- _What to do_
Where does the string "compact" occur in the records below? Copy every line that holds it.
##### Data #####
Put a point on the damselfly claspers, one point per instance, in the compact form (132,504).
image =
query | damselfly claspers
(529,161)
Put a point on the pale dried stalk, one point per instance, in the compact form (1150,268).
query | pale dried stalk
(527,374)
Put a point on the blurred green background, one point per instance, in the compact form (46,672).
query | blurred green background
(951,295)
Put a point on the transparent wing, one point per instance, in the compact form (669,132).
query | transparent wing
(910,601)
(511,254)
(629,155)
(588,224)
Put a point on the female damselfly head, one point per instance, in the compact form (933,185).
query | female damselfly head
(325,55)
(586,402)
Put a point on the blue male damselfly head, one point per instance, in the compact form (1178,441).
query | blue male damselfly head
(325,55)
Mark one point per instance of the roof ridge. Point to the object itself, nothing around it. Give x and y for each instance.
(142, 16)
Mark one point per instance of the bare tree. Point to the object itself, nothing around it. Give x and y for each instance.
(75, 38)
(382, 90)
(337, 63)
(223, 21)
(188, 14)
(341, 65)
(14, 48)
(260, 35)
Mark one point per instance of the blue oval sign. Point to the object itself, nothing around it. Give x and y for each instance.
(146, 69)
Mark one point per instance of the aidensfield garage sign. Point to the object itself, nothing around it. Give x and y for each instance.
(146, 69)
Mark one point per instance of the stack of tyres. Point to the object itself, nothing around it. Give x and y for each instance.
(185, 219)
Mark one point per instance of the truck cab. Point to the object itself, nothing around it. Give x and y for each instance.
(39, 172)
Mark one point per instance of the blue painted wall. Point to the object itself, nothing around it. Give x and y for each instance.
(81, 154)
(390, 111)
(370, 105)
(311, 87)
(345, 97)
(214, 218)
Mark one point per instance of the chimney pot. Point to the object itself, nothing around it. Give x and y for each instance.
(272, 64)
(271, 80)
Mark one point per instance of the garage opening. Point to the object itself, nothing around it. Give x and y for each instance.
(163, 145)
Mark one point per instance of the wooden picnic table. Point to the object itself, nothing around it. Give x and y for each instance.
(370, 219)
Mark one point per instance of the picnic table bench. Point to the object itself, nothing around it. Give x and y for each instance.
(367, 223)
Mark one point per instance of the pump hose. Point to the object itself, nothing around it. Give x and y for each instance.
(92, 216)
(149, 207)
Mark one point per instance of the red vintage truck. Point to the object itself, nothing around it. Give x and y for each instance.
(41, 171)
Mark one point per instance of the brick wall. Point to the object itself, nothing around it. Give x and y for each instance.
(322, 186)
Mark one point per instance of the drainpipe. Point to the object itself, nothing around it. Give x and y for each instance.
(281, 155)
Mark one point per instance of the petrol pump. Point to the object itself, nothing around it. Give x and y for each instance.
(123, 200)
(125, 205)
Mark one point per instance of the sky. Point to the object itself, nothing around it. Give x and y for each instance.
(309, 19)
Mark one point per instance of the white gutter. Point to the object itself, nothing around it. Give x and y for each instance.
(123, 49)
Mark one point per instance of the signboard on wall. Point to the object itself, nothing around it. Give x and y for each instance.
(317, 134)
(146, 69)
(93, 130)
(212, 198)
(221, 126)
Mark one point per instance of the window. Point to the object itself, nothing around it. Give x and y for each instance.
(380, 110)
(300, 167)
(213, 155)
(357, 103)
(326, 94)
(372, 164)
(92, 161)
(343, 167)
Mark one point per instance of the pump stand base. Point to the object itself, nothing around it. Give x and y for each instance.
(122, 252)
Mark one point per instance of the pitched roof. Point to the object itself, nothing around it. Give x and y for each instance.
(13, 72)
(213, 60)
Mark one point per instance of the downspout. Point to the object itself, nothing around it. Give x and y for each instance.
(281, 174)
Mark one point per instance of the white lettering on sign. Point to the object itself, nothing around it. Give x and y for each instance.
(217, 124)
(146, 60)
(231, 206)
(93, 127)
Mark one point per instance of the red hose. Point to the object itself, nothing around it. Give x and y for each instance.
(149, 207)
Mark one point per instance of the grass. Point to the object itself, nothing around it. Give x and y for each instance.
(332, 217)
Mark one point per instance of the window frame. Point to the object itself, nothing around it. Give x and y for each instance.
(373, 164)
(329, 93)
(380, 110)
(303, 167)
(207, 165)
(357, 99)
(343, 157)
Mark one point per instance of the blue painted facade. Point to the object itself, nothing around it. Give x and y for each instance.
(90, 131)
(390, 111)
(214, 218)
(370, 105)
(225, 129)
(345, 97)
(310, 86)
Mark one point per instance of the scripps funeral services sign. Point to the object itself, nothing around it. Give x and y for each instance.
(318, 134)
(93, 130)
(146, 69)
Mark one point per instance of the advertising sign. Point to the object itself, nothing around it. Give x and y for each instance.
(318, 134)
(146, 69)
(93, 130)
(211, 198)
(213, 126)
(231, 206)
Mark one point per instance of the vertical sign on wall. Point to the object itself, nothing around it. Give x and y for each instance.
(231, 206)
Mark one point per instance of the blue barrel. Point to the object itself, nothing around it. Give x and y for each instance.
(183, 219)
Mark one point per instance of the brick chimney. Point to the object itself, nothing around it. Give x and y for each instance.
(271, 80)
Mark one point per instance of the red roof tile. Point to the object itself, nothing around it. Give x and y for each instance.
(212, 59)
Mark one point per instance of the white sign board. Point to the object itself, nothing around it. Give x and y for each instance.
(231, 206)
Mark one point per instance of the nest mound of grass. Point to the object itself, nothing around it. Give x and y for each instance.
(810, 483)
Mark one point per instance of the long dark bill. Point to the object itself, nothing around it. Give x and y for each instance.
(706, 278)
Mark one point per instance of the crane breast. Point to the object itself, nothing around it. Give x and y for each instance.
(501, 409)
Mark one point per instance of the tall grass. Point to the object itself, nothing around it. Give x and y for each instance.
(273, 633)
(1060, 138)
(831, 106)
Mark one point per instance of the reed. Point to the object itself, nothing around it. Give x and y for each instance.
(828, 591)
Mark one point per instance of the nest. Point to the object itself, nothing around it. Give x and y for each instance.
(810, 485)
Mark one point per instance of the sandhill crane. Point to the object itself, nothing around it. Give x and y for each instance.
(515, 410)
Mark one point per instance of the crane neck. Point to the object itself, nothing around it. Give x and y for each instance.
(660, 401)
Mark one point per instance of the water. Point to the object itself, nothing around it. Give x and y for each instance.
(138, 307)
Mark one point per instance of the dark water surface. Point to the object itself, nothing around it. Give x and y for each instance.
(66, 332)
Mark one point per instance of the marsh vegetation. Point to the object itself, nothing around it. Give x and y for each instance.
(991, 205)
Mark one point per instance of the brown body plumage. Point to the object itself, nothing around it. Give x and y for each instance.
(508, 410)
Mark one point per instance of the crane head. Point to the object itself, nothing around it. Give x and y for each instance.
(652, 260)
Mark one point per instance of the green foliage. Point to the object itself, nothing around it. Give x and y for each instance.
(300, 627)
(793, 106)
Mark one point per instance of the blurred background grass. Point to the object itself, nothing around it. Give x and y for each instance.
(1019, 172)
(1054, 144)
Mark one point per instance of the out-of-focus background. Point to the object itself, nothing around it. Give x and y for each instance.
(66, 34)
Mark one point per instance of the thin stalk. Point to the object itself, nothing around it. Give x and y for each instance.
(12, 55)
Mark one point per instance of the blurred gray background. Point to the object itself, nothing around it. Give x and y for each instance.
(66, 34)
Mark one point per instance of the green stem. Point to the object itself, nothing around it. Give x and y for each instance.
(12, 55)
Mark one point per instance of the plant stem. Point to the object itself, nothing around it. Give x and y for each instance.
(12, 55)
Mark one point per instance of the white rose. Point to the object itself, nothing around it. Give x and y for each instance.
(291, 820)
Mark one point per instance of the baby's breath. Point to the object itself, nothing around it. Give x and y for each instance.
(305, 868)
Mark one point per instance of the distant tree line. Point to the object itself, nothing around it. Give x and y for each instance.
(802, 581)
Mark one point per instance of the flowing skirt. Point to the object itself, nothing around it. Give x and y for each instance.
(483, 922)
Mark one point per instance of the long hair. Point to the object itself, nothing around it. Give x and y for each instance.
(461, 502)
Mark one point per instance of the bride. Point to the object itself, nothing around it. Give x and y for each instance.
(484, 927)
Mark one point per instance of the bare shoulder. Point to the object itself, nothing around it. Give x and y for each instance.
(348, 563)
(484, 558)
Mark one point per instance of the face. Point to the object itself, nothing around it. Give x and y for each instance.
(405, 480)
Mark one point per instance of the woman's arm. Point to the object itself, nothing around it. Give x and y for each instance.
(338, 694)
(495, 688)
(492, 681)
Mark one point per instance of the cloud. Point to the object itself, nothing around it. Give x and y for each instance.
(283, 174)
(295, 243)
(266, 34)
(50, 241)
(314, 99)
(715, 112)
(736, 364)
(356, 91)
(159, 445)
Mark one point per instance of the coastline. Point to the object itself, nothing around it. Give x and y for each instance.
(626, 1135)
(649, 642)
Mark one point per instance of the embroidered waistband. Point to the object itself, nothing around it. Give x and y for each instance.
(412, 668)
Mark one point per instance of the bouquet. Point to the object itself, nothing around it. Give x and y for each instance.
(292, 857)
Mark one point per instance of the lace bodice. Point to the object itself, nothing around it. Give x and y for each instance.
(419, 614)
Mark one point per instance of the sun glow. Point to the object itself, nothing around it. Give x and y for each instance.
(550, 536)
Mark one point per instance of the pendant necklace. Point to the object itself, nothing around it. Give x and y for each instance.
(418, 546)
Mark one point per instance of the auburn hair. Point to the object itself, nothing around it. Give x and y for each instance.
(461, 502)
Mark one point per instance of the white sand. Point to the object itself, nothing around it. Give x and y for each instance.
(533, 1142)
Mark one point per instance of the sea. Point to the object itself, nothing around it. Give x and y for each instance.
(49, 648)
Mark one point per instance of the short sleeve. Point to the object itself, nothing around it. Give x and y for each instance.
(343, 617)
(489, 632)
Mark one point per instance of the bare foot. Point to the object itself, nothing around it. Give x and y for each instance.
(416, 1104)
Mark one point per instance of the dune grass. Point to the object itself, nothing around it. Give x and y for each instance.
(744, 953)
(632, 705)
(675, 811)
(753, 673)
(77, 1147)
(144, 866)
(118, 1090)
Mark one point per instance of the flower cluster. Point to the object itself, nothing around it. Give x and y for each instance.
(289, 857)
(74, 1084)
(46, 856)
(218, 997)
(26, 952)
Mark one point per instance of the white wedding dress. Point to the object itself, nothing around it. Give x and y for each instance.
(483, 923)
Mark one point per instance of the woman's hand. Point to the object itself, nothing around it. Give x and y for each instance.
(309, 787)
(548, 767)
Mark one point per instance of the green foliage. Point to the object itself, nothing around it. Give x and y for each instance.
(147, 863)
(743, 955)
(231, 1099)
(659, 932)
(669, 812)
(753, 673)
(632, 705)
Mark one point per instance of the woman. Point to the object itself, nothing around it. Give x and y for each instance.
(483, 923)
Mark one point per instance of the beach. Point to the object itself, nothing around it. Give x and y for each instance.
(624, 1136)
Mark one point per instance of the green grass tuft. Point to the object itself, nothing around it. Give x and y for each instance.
#####
- _Answer to the exercise_
Put a point on the damselfly claspers, one point per instance, in the compact form (132,504).
Put a point on the pale dried stalk, one point per instance, in the compact form (1150,268).
Put a point on the blurred green background, one point per instance, in the compact form (46,672).
Put a point on the transparent wing, one point per instance, in the compact form (669,132).
Put a point on the female damselfly head, one point per instance, in the compact form (933,185).
Put a point on the blue male damselfly head, one point per instance, in the compact form (1178,441).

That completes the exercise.